> TASK PROMPT
All lines from the one that mentions "Query: residential house" through the last of the entries below must be copied exactly, with both ends kept.
── DATA PROVIDED ──
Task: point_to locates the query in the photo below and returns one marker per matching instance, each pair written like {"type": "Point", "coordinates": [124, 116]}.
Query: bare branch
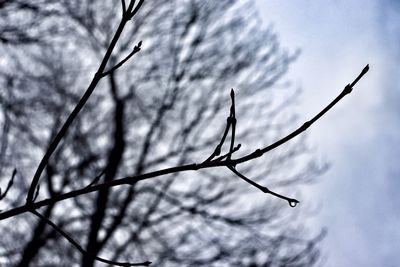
{"type": "Point", "coordinates": [80, 248]}
{"type": "Point", "coordinates": [306, 125]}
{"type": "Point", "coordinates": [134, 51]}
{"type": "Point", "coordinates": [189, 167]}
{"type": "Point", "coordinates": [292, 202]}
{"type": "Point", "coordinates": [60, 135]}
{"type": "Point", "coordinates": [10, 183]}
{"type": "Point", "coordinates": [233, 123]}
{"type": "Point", "coordinates": [123, 6]}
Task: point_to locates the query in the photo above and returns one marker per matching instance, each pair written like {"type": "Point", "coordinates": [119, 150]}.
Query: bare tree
{"type": "Point", "coordinates": [141, 114]}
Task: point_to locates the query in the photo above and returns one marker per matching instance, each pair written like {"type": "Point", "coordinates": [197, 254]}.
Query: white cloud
{"type": "Point", "coordinates": [360, 135]}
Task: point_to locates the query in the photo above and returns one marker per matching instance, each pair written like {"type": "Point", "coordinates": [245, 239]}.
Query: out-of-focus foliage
{"type": "Point", "coordinates": [166, 106]}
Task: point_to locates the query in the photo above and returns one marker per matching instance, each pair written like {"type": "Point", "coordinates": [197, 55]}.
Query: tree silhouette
{"type": "Point", "coordinates": [148, 106]}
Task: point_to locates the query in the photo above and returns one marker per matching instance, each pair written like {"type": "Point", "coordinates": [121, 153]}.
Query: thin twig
{"type": "Point", "coordinates": [123, 7]}
{"type": "Point", "coordinates": [292, 202]}
{"type": "Point", "coordinates": [97, 178]}
{"type": "Point", "coordinates": [233, 119]}
{"type": "Point", "coordinates": [236, 148]}
{"type": "Point", "coordinates": [62, 132]}
{"type": "Point", "coordinates": [217, 150]}
{"type": "Point", "coordinates": [134, 51]}
{"type": "Point", "coordinates": [81, 249]}
{"type": "Point", "coordinates": [133, 13]}
{"type": "Point", "coordinates": [305, 126]}
{"type": "Point", "coordinates": [189, 167]}
{"type": "Point", "coordinates": [10, 183]}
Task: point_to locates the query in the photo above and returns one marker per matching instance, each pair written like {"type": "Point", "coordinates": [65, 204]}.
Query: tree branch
{"type": "Point", "coordinates": [97, 77]}
{"type": "Point", "coordinates": [80, 249]}
{"type": "Point", "coordinates": [189, 167]}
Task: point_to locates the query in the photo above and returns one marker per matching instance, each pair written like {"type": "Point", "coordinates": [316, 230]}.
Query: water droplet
{"type": "Point", "coordinates": [293, 203]}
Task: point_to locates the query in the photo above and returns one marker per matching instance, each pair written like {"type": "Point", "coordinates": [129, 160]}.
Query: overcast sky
{"type": "Point", "coordinates": [361, 136]}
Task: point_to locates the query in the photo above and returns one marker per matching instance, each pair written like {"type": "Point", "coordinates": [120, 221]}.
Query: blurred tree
{"type": "Point", "coordinates": [166, 106]}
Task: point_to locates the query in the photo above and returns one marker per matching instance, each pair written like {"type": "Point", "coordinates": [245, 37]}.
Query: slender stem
{"type": "Point", "coordinates": [134, 51]}
{"type": "Point", "coordinates": [62, 132]}
{"type": "Point", "coordinates": [292, 202]}
{"type": "Point", "coordinates": [207, 164]}
{"type": "Point", "coordinates": [233, 119]}
{"type": "Point", "coordinates": [306, 125]}
{"type": "Point", "coordinates": [81, 249]}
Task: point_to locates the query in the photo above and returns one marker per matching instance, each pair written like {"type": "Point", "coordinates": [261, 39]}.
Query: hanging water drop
{"type": "Point", "coordinates": [293, 203]}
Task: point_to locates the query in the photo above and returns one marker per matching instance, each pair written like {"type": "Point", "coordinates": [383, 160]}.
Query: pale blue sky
{"type": "Point", "coordinates": [361, 136]}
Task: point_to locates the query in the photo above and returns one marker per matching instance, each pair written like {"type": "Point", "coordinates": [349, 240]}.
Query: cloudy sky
{"type": "Point", "coordinates": [361, 136]}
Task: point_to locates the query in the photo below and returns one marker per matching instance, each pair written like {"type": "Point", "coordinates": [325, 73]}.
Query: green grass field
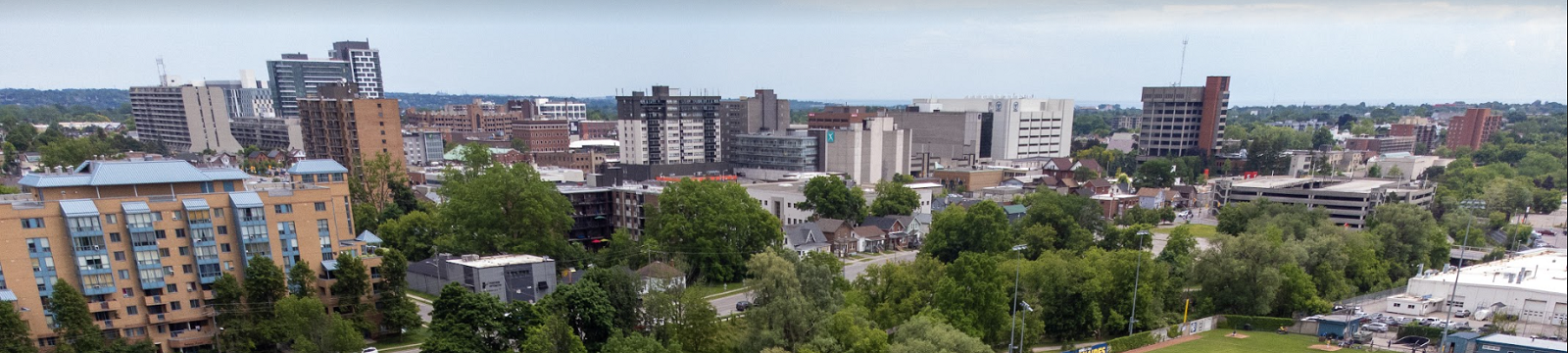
{"type": "Point", "coordinates": [1256, 341]}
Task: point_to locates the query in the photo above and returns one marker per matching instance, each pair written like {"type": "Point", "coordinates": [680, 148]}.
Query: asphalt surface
{"type": "Point", "coordinates": [852, 271]}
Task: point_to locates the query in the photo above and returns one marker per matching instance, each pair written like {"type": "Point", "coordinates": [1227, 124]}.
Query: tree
{"type": "Point", "coordinates": [75, 328]}
{"type": "Point", "coordinates": [585, 310]}
{"type": "Point", "coordinates": [621, 289]}
{"type": "Point", "coordinates": [1154, 175]}
{"type": "Point", "coordinates": [71, 151]}
{"type": "Point", "coordinates": [982, 227]}
{"type": "Point", "coordinates": [397, 311]}
{"type": "Point", "coordinates": [302, 279]}
{"type": "Point", "coordinates": [13, 331]}
{"type": "Point", "coordinates": [894, 200]}
{"type": "Point", "coordinates": [496, 208]}
{"type": "Point", "coordinates": [927, 333]}
{"type": "Point", "coordinates": [264, 284]}
{"type": "Point", "coordinates": [974, 297]}
{"type": "Point", "coordinates": [828, 196]}
{"type": "Point", "coordinates": [712, 227]}
{"type": "Point", "coordinates": [353, 282]}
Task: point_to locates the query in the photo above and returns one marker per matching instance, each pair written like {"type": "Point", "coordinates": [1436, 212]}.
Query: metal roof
{"type": "Point", "coordinates": [135, 208]}
{"type": "Point", "coordinates": [316, 167]}
{"type": "Point", "coordinates": [78, 208]}
{"type": "Point", "coordinates": [245, 200]}
{"type": "Point", "coordinates": [195, 204]}
{"type": "Point", "coordinates": [102, 173]}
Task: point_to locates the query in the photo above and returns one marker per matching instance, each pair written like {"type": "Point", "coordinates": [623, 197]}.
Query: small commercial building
{"type": "Point", "coordinates": [509, 277]}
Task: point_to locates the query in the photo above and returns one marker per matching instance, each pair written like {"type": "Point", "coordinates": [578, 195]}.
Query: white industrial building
{"type": "Point", "coordinates": [1018, 127]}
{"type": "Point", "coordinates": [1533, 284]}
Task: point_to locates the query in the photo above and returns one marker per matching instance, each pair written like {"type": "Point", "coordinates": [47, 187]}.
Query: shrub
{"type": "Point", "coordinates": [1264, 324]}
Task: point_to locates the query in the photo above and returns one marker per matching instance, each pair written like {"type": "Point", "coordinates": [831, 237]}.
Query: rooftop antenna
{"type": "Point", "coordinates": [1183, 70]}
{"type": "Point", "coordinates": [164, 76]}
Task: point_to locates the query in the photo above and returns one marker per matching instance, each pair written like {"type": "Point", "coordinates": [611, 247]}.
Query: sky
{"type": "Point", "coordinates": [1095, 52]}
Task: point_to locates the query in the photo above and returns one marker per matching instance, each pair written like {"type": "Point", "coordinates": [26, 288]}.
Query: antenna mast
{"type": "Point", "coordinates": [1183, 71]}
{"type": "Point", "coordinates": [164, 76]}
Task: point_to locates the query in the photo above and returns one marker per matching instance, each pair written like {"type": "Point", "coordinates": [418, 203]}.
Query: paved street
{"type": "Point", "coordinates": [852, 271]}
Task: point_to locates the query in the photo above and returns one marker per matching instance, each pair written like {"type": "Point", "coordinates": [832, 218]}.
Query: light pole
{"type": "Point", "coordinates": [1137, 272]}
{"type": "Point", "coordinates": [1470, 206]}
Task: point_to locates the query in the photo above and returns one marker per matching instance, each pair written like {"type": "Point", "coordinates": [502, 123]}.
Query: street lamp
{"type": "Point", "coordinates": [1470, 206]}
{"type": "Point", "coordinates": [1137, 272]}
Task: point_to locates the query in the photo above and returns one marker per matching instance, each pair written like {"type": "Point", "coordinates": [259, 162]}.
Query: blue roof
{"type": "Point", "coordinates": [135, 208]}
{"type": "Point", "coordinates": [316, 167]}
{"type": "Point", "coordinates": [245, 200]}
{"type": "Point", "coordinates": [78, 208]}
{"type": "Point", "coordinates": [102, 173]}
{"type": "Point", "coordinates": [195, 204]}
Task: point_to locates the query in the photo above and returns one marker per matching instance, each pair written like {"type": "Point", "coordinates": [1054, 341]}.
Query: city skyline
{"type": "Point", "coordinates": [838, 51]}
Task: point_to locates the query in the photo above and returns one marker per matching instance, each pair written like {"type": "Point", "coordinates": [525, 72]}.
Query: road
{"type": "Point", "coordinates": [852, 271]}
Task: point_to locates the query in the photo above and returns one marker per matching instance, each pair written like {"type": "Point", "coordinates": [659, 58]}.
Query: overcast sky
{"type": "Point", "coordinates": [1285, 52]}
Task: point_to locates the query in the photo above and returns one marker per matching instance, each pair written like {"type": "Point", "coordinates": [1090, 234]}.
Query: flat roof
{"type": "Point", "coordinates": [501, 261]}
{"type": "Point", "coordinates": [1549, 266]}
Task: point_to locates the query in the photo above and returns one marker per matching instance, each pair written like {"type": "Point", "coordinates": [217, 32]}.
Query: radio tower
{"type": "Point", "coordinates": [1183, 70]}
{"type": "Point", "coordinates": [164, 76]}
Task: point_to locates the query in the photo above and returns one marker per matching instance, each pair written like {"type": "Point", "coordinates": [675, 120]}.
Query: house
{"type": "Point", "coordinates": [1015, 212]}
{"type": "Point", "coordinates": [805, 237]}
{"type": "Point", "coordinates": [869, 239]}
{"type": "Point", "coordinates": [659, 277]}
{"type": "Point", "coordinates": [1154, 198]}
{"type": "Point", "coordinates": [839, 235]}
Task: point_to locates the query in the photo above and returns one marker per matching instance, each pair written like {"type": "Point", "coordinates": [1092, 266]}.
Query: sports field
{"type": "Point", "coordinates": [1258, 341]}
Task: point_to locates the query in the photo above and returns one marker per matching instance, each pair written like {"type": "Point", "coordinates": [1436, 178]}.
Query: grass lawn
{"type": "Point", "coordinates": [1256, 341]}
{"type": "Point", "coordinates": [412, 337]}
{"type": "Point", "coordinates": [1201, 231]}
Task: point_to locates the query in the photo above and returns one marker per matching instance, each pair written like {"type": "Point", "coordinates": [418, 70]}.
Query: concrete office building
{"type": "Point", "coordinates": [1184, 120]}
{"type": "Point", "coordinates": [143, 242]}
{"type": "Point", "coordinates": [870, 153]}
{"type": "Point", "coordinates": [365, 65]}
{"type": "Point", "coordinates": [507, 277]}
{"type": "Point", "coordinates": [1018, 127]}
{"type": "Point", "coordinates": [185, 118]}
{"type": "Point", "coordinates": [253, 122]}
{"type": "Point", "coordinates": [1529, 284]}
{"type": "Point", "coordinates": [776, 153]}
{"type": "Point", "coordinates": [298, 76]}
{"type": "Point", "coordinates": [423, 148]}
{"type": "Point", "coordinates": [665, 127]}
{"type": "Point", "coordinates": [342, 126]}
{"type": "Point", "coordinates": [1348, 201]}
{"type": "Point", "coordinates": [764, 112]}
{"type": "Point", "coordinates": [1473, 129]}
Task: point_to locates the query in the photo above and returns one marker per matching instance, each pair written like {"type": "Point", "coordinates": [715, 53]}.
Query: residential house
{"type": "Point", "coordinates": [839, 234]}
{"type": "Point", "coordinates": [1154, 198]}
{"type": "Point", "coordinates": [659, 277]}
{"type": "Point", "coordinates": [869, 239]}
{"type": "Point", "coordinates": [805, 237]}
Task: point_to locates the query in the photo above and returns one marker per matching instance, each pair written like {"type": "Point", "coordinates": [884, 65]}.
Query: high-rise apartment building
───
> EXPECTED ANSWER
Query: residential house
{"type": "Point", "coordinates": [839, 234]}
{"type": "Point", "coordinates": [1154, 198]}
{"type": "Point", "coordinates": [659, 277]}
{"type": "Point", "coordinates": [869, 239]}
{"type": "Point", "coordinates": [805, 237]}
Task: point_to locates the query in the photo above and returns one marker per matching instance, each pair written like {"type": "Point", "coordinates": [884, 65]}.
Query: high-rise apartment building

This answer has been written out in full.